Soal Latihan 1: Menurut teks tentang Pussy Riot dan punk, berapa lama hukuman penjara dan kerja paksa yang dituntutkan kepada Tolokonnikova, Samutsevich, dan Aloykhina?
Soal Latihan 2: Lanjutkan teks tentang Pussy Riot dan punk setelah kalimat terakhirnya.

Teks:
+ + +
Dalam dunia anarcho punk berlaku dogma bahwa siapa pun harus siap dan bersedia menanggung konsekuensi atas tindakannya. Konsekuensi itu ada dua macam, konsekuensi baik dan konsekuensi buruk. Pussy Riots mendapat dukungan dari beragam kalangan, mulai dari organisasi internasional sekelas Amnesty International, para selebritis (Madonna, Bjork, dan Yoko Ono), politisi (Hillary Clinton), dan pastinya rekan-rekan sesama punk di Amerika Serikat, Eropa, dan sejumlah negara lainnya. Konsekuensi buruknya, para anggota sering keluar masuk penjara karena dianggap mengganggu ketentraman masyarakat. “Invasi” mereka ke sejumlah gereja di Moskow dinilai melecehkan agama, dan mengakibatkan Nadezhda Tolokonnikova, Yekaterina Samutsevich, dan Maria Aloykhina dituntut hukuman penjara dan kerja paksa selama dua tahun. Pada saat itu baik Tolokonnikova dan Aloykhina masing-masing sudah punya anak. Tolokonnikova sempat melakukan aksi mogok makan dalam upaya memrotes pelanggaran HAM di penjara. Meski aksi itu akhirnya berakibat ia harus dirawat di rumah sakit penjara selama beberapa minggu, tetap saja sebagian besar publik Rusia memandang negatif dan ogah-ogahan mendukung perjuangan mereka.

Sebuah petisi online di tahun 2013 diluncurkan untuk memohon pembebasan Tolokonnikova dari penjara, dan saya termasuk salah satu yang ikut menandatanganinya. Tidak banyak perempuan eksis di dunia punk yang sarat dengan imaji kejantanan. Apalagi yang berani melakukan tindakan-tindakan protes bahkan sampai dipenjara karena idealism mereka. Sesungguhnya dunia ini membutuhkan para perempuan seperti mereka yang berani menyuarakan ketidakberesan di sekitarnya. Pertanyaannya, siapkah kita dengan harga dari kebebasan berekspresi itu?

Ketidaksetaraan dan cara mengatasinya

Ngomong-ngomong, selain anarchy, dalam punk juga ada yang namanya equality alias kesetaraan. Dua frase ini seharusnya tidak dipisahkan dan saling mendukung agar siapa pun yang memilih punk sebagai jalan hidup selalu ingat bahwa pada saat pencarian kebebasan, dia tidaklah sedang sendirian. Selama ini para punks menganggap equality adalah kesetaraan diri pribadi dengan teman-teman sesama punk. Padahal selain teman-teman punknya, ada masyarakat, ada pemerintah, dan ada juga tetangga yang sama-sama manusia. Ketika seorang individu mengekspresikan pandangan hidup atau kritiknya terhadap sesuatu, ia berupaya dengan segala cara untuk menarik perhatian siapa pun baik yang memposisikan diri lebih rendah atau lebih tinggi agar mendengarkan suaranya. Dengan kata lain, ia “memaksa” siapa pun yang mendengarnya untuk menilai diri masing-masing sederajat dengannya. Ketika publik sudah mendengar apa isi di dalam perwujudan ekspresinya, diharapkan mereka bertindak secara bersama-sama.
+ + +
(Item tersimpan dari sebuah koleksi)
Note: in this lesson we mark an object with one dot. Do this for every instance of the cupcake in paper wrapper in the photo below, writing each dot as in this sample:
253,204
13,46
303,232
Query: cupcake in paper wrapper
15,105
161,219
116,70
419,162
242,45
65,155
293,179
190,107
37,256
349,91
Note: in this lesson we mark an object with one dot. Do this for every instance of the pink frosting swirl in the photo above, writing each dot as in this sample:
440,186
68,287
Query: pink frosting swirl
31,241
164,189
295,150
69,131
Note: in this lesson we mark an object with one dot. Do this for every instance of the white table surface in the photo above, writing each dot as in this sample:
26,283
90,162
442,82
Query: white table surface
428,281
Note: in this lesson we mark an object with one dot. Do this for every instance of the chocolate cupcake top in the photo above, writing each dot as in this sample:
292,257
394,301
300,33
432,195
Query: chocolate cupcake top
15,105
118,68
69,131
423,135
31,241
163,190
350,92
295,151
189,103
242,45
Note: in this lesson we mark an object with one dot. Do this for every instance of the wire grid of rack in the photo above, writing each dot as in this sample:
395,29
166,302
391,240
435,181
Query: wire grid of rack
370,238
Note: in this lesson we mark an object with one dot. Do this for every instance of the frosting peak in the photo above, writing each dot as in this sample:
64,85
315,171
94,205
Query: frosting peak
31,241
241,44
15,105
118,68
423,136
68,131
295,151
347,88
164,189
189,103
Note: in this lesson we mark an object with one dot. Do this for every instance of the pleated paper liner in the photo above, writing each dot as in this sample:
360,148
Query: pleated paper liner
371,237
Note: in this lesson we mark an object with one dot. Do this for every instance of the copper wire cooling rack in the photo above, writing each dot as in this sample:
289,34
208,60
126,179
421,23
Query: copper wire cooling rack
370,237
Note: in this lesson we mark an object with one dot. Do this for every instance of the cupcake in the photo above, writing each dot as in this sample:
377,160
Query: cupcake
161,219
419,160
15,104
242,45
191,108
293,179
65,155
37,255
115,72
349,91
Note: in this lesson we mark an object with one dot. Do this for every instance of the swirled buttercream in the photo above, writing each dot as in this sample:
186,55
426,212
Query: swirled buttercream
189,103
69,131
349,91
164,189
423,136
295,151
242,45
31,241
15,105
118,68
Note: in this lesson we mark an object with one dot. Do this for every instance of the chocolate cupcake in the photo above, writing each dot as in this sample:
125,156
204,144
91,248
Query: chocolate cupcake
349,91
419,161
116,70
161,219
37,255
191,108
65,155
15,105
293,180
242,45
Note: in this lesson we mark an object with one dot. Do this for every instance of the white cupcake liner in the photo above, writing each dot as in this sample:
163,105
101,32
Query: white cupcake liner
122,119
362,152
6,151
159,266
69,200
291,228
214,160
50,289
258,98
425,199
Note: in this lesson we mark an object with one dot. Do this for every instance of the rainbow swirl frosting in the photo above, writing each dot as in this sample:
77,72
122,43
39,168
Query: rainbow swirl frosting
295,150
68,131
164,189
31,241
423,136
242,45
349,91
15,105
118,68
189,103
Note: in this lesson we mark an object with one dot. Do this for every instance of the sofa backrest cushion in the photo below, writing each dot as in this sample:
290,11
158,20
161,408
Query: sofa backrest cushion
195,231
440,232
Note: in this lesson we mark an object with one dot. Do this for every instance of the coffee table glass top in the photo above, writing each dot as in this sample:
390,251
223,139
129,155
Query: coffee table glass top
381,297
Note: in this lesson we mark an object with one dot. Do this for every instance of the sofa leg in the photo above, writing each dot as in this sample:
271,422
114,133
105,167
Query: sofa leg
+ + +
Jawaban Latihan 1: Dua tahun.

Jawaban Latihan 2:
Dibandingkan anarchy yang sering kali dipandang sebagai utopia, sesungguhnya equality masih dan akan selalu relevan dengan kekinian. Hal ini karena ketidaksetaraan akan selalu ditemukan di pelosok Bumi mana pun, tanpa memandang warna kulit, bahasa, kondisi geografis, ataupun ukuran celana. Dewasa ini, ketidaksetaraan adalah ancaman nyata setelah genderang perang dagang ditabuh oleh dua raksasa ekonomi, Amerika Serikat dan Cina. Masing-masing pihak berdalih menaikkan tarif impor demi melindungi pasar dan kesejahteraan rakyatnya masing-masing. Inilah contoh pahit ketika patriotism mengambil alih rasionalitas dan mendorong kedua negara dalam ajang berbalas menaikkan tarif. Yang namanya perang pasti akan memakan korban, begitu pula dalam perang dagang ini. Dampak perang dagang meluas juga ke negara-negara lain di seluruh penjuru dunia, baik Asia, Afrika, dan Eropa, pada semua negara yang menjual produk mereka ke Amerika Serikat, termasuk Indonesia pastinya.

Kita sebagai masyarakat kebanyakan belakangan sudah mulai merasakan percikan api perang dagang ini dengan menguatnya dolar terhadap rupiah. Namun menuntut pemerintah agar menaikkan nilai rupiah dengan segera adalah irasional, karena selain akibat perang dagang, pelemahan rupiah saat ini sesungguhnya adalah buah dari sikap dan pandangan berbisnis yang telah menahun dan kita terlanjur menganggapnya sebagai sesuatu yang wajar terjadi. Misalnya, kelangkaan komoditas tertentu secara mendadak dari pasar, atau naiknya sejumlah bahan pokok di event-event tertentu. Apakah merubah hal ini dengan segera akan menaikkan nilai rupiah? Sepertinya itu sulit untuk dilakukan bukan? Menurut prediksi, menaikkan ekspor adalah salah satu cara untuk bertahan dari perang dagang ini. Kita sebagai warga biasa sebenarnya bisa mendukung upaya itu dengan menjual kemampuan dan produk ke luar negeri. Penduduk Indonesia ini puluhan juta jumlahnya. Itu hanya usul saja sih dari saya yang tidak tahu apa-apa tentang dunia ekonomi dan finansial. Tapi bila semuanya tergerak melakukan hal yang sama, paling tidak bersama-sama mencari solusi sesuai bidang kita masing-masing untuk mengatasi dampak buruk kenaikan dolar, kita akan dipandang sebagai bangsa yang berdaya meski tidak bisa menang dalam perang dagang ini. Bukankah Leo Tolstoy pernah berkata, “The two most powerful warriors are patience and time”?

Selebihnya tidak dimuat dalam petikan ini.